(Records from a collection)
· · · · ·

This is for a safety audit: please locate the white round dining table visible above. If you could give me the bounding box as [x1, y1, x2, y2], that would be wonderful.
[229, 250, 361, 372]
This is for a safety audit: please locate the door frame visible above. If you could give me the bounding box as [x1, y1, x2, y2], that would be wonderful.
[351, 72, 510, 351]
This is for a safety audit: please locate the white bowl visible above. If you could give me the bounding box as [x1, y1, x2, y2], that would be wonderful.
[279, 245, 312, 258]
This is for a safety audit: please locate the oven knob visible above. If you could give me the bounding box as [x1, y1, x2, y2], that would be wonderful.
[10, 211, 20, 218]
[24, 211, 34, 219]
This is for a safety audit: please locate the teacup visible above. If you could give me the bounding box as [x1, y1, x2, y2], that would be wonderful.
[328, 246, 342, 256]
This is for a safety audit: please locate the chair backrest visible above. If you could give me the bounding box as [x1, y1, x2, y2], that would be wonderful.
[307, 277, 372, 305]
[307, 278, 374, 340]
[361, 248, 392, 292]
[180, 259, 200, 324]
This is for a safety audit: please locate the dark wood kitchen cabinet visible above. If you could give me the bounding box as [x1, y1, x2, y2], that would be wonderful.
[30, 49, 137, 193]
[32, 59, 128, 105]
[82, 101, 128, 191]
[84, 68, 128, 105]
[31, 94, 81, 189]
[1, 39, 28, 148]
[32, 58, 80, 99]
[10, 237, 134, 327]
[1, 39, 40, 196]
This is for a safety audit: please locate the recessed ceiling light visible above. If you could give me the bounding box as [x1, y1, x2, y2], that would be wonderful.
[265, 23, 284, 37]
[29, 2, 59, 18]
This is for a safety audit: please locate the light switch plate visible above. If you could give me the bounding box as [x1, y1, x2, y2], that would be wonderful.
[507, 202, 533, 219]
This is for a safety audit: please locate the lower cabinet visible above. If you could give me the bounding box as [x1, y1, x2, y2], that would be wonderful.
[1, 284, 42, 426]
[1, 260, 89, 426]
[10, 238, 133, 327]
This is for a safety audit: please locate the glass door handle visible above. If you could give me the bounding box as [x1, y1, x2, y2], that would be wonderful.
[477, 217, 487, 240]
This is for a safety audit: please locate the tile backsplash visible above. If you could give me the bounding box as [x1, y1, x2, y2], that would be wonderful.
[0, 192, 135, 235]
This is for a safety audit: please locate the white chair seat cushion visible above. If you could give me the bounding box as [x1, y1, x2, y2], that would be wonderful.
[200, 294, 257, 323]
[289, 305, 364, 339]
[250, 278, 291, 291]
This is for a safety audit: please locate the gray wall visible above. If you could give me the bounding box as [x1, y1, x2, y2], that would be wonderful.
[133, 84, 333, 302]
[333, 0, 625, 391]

· · · · ·

• TASK DESCRIPTION
Without leaving anything out, repeat the data exactly.

• COMPLETED TASK
This is for a safety audit: please locate the white round dining table visible above. If you could give me the bounding box as [x1, y1, x2, y2], that would be wonderful.
[229, 250, 361, 372]
This is for a safety audit: please locate the door frame visible above. If you could give me the bounding box as [x1, y1, x2, y2], that would be wonderful.
[351, 72, 510, 351]
This is for a safety audit: please locate the white bowl visible above. If you could give me the bounding box as [x1, y1, x2, y2], that would be wonderful.
[279, 245, 312, 258]
This is for a safety audit: please locate the oven knob visible above. If you could give me the bounding box as [x1, y1, x2, y2], that would be wonderful.
[10, 211, 20, 218]
[24, 211, 34, 219]
This is for a safety audit: please locate the teacup visible above. If you could give me the bounding box as [x1, y1, x2, y2], that would be wonderful.
[328, 246, 342, 256]
This is for a safety audit: please locate the chair backrest visible above. If you could give me the bounding box as [x1, y1, x2, y2], that would be wonderful.
[307, 277, 372, 305]
[307, 278, 374, 340]
[361, 248, 392, 292]
[180, 259, 200, 324]
This is for a safety audit: please locate the dark wood kitchen cabinet visible above. If you could give me the bounding box as [x1, y1, x2, y2], that would be wonderful.
[30, 49, 137, 193]
[32, 59, 128, 105]
[82, 101, 128, 191]
[84, 68, 128, 105]
[31, 94, 81, 189]
[1, 39, 28, 148]
[32, 58, 80, 99]
[10, 237, 134, 327]
[1, 39, 40, 196]
This is for a safety audit: please locate the recessed ceiling light visible above. If you could give me the bounding box as [x1, y1, x2, y2], that would be wonderful.
[265, 23, 284, 37]
[29, 2, 59, 18]
This is for a safety audit: please locate the light switch plate visible above. If you could give me the bounding box as [x1, y1, x2, y2], that would be wonderful.
[507, 202, 533, 219]
This is for a safety audit: please locate the lower cabinet visible above. If you could give me the bounding box as [x1, y1, x2, y2], that would be wonderful.
[1, 284, 42, 426]
[1, 260, 89, 426]
[10, 238, 133, 327]
This is for a safety audit: please locate the glass door handle visible above. If you could give me the bounding box as [x1, y1, x2, y2], that would be wonderful.
[477, 217, 487, 240]
This is for a safety audit: please locate the tile backsplash visible above. If you could give me the bounding box as [x1, y1, x2, y2], that would be wonderful.
[0, 192, 135, 235]
This is for a safety audit: please locate the white chair seat cushion visible above. If you could give me the bounding box as [x1, y1, x2, y2], that would be wonderful.
[200, 294, 257, 323]
[289, 305, 364, 339]
[250, 278, 291, 291]
This is for a safety audit: please locate the gray wall visible above. If you could give me the bounding box as [x1, y1, x2, y2], that would be wonderful.
[133, 84, 333, 302]
[333, 0, 625, 391]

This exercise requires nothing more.